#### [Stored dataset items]
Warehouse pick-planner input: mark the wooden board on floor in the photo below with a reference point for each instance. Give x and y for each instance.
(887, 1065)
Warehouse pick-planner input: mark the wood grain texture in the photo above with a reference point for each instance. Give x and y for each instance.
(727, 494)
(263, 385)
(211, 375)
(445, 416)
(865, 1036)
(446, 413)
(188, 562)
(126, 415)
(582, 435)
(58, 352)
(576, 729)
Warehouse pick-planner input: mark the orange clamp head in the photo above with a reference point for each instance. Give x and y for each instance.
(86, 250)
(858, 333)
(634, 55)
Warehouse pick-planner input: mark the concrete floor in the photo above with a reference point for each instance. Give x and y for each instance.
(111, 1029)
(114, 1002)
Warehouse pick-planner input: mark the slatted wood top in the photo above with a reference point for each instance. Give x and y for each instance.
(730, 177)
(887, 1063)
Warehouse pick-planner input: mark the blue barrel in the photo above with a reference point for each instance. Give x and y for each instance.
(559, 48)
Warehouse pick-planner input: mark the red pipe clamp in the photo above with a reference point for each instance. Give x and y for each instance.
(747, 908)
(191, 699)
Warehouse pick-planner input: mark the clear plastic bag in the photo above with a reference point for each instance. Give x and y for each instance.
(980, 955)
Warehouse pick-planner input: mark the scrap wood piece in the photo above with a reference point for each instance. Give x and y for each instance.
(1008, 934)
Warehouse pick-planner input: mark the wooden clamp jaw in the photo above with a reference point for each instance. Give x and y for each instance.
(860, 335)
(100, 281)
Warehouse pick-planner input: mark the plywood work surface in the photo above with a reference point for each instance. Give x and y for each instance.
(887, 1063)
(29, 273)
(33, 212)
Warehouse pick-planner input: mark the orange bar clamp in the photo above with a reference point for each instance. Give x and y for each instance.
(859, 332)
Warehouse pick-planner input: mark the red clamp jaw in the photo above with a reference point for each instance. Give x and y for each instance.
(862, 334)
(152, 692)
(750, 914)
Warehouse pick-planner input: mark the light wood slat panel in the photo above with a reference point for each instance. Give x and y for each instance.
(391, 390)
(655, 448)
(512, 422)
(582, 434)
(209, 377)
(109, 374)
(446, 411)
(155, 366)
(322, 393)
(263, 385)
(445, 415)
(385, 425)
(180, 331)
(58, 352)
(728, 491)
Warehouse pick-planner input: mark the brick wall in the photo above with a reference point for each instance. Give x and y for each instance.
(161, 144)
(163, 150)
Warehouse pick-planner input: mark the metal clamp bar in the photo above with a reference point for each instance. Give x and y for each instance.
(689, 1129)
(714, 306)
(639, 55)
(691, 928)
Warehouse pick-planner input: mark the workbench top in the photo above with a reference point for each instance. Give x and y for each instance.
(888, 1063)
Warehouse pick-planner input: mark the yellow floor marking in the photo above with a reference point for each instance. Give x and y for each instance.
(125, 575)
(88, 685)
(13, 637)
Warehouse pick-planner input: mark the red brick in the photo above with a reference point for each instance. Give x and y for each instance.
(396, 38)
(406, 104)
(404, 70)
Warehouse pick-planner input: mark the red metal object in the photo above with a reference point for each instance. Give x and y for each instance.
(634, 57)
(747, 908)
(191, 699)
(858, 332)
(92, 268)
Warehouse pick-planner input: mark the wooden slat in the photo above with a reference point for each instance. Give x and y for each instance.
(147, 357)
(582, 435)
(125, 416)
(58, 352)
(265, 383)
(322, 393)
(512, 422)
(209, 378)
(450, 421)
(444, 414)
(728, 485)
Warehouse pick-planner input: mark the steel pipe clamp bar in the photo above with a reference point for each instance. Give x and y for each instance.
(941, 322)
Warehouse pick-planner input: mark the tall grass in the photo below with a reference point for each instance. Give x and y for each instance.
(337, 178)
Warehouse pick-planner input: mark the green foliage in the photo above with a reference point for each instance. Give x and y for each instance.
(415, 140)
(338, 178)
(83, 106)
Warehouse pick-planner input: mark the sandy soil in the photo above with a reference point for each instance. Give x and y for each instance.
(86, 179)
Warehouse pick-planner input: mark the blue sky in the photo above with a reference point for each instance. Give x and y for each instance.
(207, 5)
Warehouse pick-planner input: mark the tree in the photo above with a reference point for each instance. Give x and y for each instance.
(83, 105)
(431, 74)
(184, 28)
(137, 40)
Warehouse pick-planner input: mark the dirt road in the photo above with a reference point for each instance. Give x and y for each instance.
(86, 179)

#### [WHAT THE EXERCISE ASKS]
Reproduce the listing above exactly from the line containing "Warehouse pick-planner input: mark the tall" through its last line, with both of those lines included.

#### [RESPONSE TO THIS EXERCISE]
Warehouse pick-planner input: mark the tall grass in the photo below with a reference point for each instance. Give x and y for each instance.
(337, 178)
Warehouse pick-planner input: mark the green foliage in the photo above with a reference point for each instance. Give x and y for each instance.
(415, 140)
(338, 178)
(83, 106)
Warehouse pick-planner input: mark the sandy soil in the photo above with a reference point for each instance. Give x and y for each instance.
(86, 179)
Warehouse pick-planner input: mark the blue sky in the photo above with a reference point for each instance. Give x and y for each instance.
(207, 5)
Warehouse pick-planner input: mark the tree in the photo above with a reference point for each instance. Give x and y for each instance.
(83, 105)
(431, 74)
(184, 28)
(137, 40)
Warehouse pick-planner input: mark the dirt road in the photo above with a reference point for each instance. Give x and y for each instance.
(86, 179)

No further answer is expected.